### Problem
Can you edit the items below, replacing each "Find" with "Locate" and leaving everything else unchanged?

_ _ _ _

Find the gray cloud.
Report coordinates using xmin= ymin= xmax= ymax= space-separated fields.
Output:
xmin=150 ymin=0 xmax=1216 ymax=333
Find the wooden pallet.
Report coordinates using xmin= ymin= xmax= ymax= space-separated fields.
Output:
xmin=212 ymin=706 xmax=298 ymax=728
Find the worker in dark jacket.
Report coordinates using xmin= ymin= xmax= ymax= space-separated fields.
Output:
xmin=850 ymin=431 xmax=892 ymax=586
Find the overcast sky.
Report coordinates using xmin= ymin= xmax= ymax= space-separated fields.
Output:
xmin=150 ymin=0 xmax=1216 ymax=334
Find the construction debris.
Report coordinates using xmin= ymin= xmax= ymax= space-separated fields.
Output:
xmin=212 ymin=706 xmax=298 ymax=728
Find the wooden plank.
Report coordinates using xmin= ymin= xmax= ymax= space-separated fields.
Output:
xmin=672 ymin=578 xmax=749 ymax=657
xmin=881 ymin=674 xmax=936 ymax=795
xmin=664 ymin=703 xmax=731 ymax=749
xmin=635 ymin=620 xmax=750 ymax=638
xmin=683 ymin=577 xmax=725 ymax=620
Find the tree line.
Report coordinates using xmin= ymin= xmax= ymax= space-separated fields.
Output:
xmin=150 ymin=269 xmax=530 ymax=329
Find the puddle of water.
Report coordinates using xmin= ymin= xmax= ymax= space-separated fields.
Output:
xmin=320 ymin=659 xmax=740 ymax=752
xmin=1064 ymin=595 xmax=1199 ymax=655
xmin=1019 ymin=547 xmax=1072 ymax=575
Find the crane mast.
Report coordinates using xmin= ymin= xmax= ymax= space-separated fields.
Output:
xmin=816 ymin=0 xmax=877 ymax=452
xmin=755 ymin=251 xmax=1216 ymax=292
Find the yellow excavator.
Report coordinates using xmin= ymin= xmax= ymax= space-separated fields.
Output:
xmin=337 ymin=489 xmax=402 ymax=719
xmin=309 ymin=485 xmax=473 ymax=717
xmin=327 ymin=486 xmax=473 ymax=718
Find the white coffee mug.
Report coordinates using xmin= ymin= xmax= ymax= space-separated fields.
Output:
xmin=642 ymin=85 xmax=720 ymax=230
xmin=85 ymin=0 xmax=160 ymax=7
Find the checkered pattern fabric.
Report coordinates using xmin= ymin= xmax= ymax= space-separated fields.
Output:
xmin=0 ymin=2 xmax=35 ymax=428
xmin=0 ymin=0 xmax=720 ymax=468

_ _ _ _

### The response
Locate the gray cloud.
Report coordinates using xmin= ymin= xmax= ymax= space-separated fields.
Output:
xmin=150 ymin=0 xmax=1216 ymax=333
Locate the wooden pallet.
Report coordinates using xmin= ymin= xmax= ymax= space-separated fields.
Output:
xmin=212 ymin=706 xmax=298 ymax=728
Locate the worker in dark jacket.
Report coordinates using xmin= ymin= xmax= ymax= space-separated fields.
Output:
xmin=850 ymin=431 xmax=892 ymax=586
Locate the overcast sky.
Report coordinates using xmin= ymin= xmax= ymax= space-separated fields.
Output:
xmin=150 ymin=0 xmax=1216 ymax=334
Locate the construction debris.
Report coordinates using xmin= ymin= xmax= ymax= space-separated fields.
Output:
xmin=212 ymin=706 xmax=298 ymax=728
Locate the wooden plank.
Report coordinates using xmin= ymin= xmax= ymax= space-separated fields.
Output:
xmin=672 ymin=578 xmax=749 ymax=657
xmin=881 ymin=674 xmax=936 ymax=795
xmin=664 ymin=703 xmax=731 ymax=749
xmin=635 ymin=620 xmax=750 ymax=638
xmin=683 ymin=577 xmax=725 ymax=620
Locate the tree line.
Report coordinates using xmin= ymin= xmax= ymax= space-separated fields.
Output:
xmin=150 ymin=269 xmax=530 ymax=329
Locate the puddle of water.
Report coordinates using xmin= ymin= xmax= ymax= space-separated fields.
Output:
xmin=320 ymin=659 xmax=740 ymax=752
xmin=1064 ymin=595 xmax=1199 ymax=655
xmin=1019 ymin=547 xmax=1072 ymax=575
Locate the crane mast.
Report coordinates using xmin= ymin= xmax= ymax= space-separated fields.
Output:
xmin=816 ymin=0 xmax=877 ymax=452
xmin=755 ymin=251 xmax=1216 ymax=292
Locate the yellow excavator.
Report coordinates using xmin= ymin= xmax= ymax= space-separated fields.
Output:
xmin=337 ymin=489 xmax=402 ymax=719
xmin=309 ymin=485 xmax=473 ymax=717
xmin=327 ymin=486 xmax=473 ymax=718
Locate the white coffee mug.
Report coordinates using xmin= ymin= xmax= ymax= space-separated fields.
Output:
xmin=642 ymin=85 xmax=720 ymax=230
xmin=85 ymin=0 xmax=160 ymax=7
Locate the checkered pattern fabric.
Report coordinates using xmin= ymin= xmax= ymax= space-separated fields.
Output:
xmin=0 ymin=2 xmax=35 ymax=428
xmin=0 ymin=0 xmax=720 ymax=468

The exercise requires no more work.